**Kutipan Teks:**
::::
Bali, MimbarBangsa.co.id — Para pemimpin dunia sudah mulai berdatangan ke Bali sejak Minggu malam dan Senin ini untuk menghadiri Konferensi Tingkat Tinggi (KTT) G20 yang dijadwalkan berlangsung selama dua hari pada 15-16 November 2022.
Indonesia, selaku pemegang Presidensi G20 tahun ini, mengusung tiga agenda prioritas, yaitu Arsitektur Kesehatan Global, Tranformasi Digital dan Transisi Energi.
Ketiga isu tersebut dinilai penting dalam menggandeng seluruh komunitas global untuk kembali bangkit dan pulih usai terjadinya pandemi Covid-19 dalam dua tahun terakhir.
Arsitektur Ketahanan Global
Terkait dengan arsitektur kesehatan global, Indonesia mendorong pengembangan pendanaan dengan investasi awal sekitar USD1,4 miliar untuk menjaga resiliensi masyarakat global terhadap Covid-19 dan pandemi baru di masa mendatang.
Ada tiga strategi kebijakan yang didorong dalam upaya memperkuat arsitektur kesehatan global: pertama, menyusun dan membangun mekanisme global health fund; kedua, membuka akses penanggulangan darurat kesehatan; dan ketiga, penguatan mekanisme berbagi data yang tepercaya dengan pembentukan platform genome sequence data secara global.
Menteri Luar Negeri Retno Marsudi mengatakan, keamanan dan ketahanan kesehatan yang kuat menjadi dasar pemulihan ekonomi lebih lanjut. Hal ini juga dapat mempertahankan kemakmuran Indonesia.
Kapasitas industri kesehatan harus ditingkatkan. Begitu pula dengan arsitektur kesehatan global yang perlu diperkuat. Menurut Menlu Retno, penelitian dan pengembangan akan memainkan peran penting dalam hal ini.
Transformasi Digital
Indonesia mendorong peningkatan transformasi ekonomi berbasis digital dengan menyiapkan infrastruktur teknologi berupa fiber optic dan pengembangan teknologi terbaru yang sering disebut Low Earth Orbit Satelite sehingga 17 ribu pulau di Indonesia akan saling terkoneksi.
Nilai ekonomi digital Indonesia saat ini tercatat mencapai USD70 miliar dan akan meningkat di 2025 mendekati USD150 miliar. Dalam digitalisasi ASEAN, Indonesia memimpin dengan porsi sebesar 40 persen dan pada 2030 diprediksi mengalami peningkatan.
Menurut Deputi Bank Indonesia (BI) Doni Primanto Joewono, transformasi digital menjadi sebuah keniscayaan bagi Indonesia khususnya di masa pandemi covid-19. Selama dua tahun lalu, Indonesia dapat bertahan dari sisi ekonomi tidak lain karena adopsi digital yang masif.
“Digitalisasi telah menyelamatkan banyak aspek dalam kehidupan kita sehari-hari, beberapa dari kita sekarang bahkan bisa membeli sesuatu hanya dengan satu kali scan melalui aplikasi pembayaran,” ungkap ungkap Doni.
::::
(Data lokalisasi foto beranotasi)
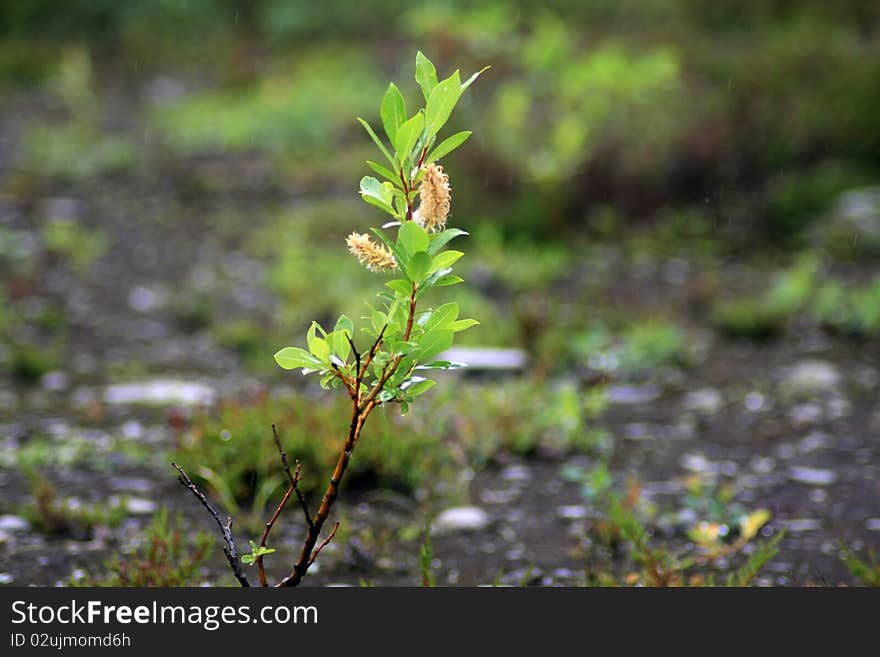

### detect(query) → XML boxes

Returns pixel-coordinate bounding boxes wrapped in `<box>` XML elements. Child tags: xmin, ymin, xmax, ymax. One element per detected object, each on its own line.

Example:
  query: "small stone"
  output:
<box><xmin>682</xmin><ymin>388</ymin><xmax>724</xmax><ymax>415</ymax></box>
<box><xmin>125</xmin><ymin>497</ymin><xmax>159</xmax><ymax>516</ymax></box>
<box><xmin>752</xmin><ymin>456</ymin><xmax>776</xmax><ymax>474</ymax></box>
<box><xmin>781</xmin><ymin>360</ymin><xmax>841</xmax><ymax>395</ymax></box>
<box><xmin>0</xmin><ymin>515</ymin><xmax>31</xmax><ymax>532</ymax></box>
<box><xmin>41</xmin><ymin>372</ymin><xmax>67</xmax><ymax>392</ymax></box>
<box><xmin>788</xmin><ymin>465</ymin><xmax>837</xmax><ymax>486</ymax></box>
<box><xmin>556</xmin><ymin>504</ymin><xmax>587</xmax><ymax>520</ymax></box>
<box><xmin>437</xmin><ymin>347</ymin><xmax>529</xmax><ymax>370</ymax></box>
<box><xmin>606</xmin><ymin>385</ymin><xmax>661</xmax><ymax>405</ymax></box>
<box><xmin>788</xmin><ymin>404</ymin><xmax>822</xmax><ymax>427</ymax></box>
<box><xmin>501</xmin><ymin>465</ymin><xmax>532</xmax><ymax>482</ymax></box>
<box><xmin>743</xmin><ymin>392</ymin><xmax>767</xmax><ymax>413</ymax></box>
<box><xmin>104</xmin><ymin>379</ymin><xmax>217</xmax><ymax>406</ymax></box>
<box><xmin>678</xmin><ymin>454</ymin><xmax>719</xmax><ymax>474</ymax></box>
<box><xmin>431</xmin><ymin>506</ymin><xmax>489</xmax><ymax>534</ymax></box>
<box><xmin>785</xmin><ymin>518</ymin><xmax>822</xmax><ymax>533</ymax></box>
::::
**Soal:**
Tuliskan kembali bagian teks tentang KTT G20 dari "Menteri Luar Negeri" sampai "mempertahankan kemakmuran Indonesia." dengan mengubah "kemakmuran" menjadi "kesejahteraan".

**Jawaban Anda:**
Menteri Luar Negeri Retno Marsudi mengatakan, keamanan dan ketahanan kesehatan yang kuat menjadi dasar pemulihan ekonomi lebih lanjut. Hal ini juga dapat mempertahankan kesejahteraan Indonesia.